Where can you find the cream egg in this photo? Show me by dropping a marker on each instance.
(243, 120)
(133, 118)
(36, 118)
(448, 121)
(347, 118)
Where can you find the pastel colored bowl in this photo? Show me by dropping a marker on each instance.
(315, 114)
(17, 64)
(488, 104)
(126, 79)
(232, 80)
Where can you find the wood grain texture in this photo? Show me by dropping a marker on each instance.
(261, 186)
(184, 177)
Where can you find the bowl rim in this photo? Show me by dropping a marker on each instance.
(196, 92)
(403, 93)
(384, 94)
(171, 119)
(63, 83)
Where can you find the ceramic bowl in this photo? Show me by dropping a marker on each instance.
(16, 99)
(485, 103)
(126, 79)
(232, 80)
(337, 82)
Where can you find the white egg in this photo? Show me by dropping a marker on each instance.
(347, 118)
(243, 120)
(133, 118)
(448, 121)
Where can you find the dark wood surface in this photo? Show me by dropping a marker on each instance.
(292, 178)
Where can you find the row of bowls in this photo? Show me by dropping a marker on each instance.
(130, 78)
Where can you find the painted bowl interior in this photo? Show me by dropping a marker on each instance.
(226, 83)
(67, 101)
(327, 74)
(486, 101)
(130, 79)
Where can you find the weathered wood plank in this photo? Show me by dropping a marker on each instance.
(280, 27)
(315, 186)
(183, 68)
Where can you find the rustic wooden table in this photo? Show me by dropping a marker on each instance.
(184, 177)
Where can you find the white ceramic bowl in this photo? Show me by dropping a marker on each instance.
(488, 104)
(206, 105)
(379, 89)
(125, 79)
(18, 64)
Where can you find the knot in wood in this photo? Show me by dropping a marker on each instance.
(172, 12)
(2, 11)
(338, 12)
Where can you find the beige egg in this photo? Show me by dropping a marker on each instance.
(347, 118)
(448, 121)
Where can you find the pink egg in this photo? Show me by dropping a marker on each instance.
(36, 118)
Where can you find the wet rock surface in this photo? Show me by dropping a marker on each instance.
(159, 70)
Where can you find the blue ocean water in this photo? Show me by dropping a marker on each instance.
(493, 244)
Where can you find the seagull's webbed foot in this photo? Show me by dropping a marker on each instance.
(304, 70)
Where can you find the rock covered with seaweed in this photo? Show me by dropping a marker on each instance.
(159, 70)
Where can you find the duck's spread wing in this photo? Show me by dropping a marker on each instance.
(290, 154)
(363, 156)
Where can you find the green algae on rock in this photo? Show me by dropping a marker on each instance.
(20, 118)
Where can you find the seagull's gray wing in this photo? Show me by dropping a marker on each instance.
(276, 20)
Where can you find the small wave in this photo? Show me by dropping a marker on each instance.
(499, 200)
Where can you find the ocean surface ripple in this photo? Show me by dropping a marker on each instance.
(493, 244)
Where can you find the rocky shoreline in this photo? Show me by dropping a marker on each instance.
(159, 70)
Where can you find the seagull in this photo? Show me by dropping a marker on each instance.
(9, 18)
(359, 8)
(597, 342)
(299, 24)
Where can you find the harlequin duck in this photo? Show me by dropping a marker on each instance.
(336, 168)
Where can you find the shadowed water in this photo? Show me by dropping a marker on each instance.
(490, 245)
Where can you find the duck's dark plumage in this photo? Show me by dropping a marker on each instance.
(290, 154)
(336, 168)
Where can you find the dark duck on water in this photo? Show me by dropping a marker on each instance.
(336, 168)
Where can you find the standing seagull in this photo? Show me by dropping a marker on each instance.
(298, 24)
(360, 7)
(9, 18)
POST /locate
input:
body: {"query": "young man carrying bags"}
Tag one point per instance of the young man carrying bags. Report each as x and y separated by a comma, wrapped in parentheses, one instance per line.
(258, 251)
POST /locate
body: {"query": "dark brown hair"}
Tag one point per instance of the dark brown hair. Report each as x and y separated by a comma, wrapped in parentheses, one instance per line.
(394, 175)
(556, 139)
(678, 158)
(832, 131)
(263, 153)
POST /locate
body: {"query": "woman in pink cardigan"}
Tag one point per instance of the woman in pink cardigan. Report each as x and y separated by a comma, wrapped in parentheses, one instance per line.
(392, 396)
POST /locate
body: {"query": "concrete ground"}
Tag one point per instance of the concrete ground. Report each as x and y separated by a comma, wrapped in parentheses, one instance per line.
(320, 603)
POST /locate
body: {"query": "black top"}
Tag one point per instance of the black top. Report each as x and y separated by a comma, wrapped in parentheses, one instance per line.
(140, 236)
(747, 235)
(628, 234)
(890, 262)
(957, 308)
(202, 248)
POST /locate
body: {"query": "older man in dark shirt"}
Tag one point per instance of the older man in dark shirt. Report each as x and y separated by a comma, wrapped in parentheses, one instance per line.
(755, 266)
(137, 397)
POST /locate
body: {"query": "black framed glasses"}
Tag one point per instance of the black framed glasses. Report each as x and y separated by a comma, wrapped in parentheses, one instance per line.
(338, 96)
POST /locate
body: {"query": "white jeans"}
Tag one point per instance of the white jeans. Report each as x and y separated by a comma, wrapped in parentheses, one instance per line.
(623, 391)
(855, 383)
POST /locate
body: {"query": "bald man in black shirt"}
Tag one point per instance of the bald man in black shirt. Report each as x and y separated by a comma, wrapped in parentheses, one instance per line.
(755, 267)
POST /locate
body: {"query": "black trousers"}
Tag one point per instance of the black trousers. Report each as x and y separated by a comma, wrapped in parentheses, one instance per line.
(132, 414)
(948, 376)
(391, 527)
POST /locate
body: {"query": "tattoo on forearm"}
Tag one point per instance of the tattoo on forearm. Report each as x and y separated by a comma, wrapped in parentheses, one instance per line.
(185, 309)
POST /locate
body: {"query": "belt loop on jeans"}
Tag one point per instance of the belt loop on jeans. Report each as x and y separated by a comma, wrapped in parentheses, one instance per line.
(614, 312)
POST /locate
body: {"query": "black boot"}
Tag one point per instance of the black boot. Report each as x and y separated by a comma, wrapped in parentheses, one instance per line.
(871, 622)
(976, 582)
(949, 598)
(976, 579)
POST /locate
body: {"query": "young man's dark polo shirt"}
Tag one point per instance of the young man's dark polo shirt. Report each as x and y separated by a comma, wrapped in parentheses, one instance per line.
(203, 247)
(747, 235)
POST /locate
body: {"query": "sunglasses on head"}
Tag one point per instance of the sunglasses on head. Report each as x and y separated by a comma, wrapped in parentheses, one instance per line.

(Set task) Return every line of the entries above that contains the string "belt", copying each line in full.

(Exercise output)
body: {"query": "belt loop on jeans"}
Tag one point per instance of the belt loop on jeans. Report each as x and y separated by a comma, wrapped in parentheses, one instance per line.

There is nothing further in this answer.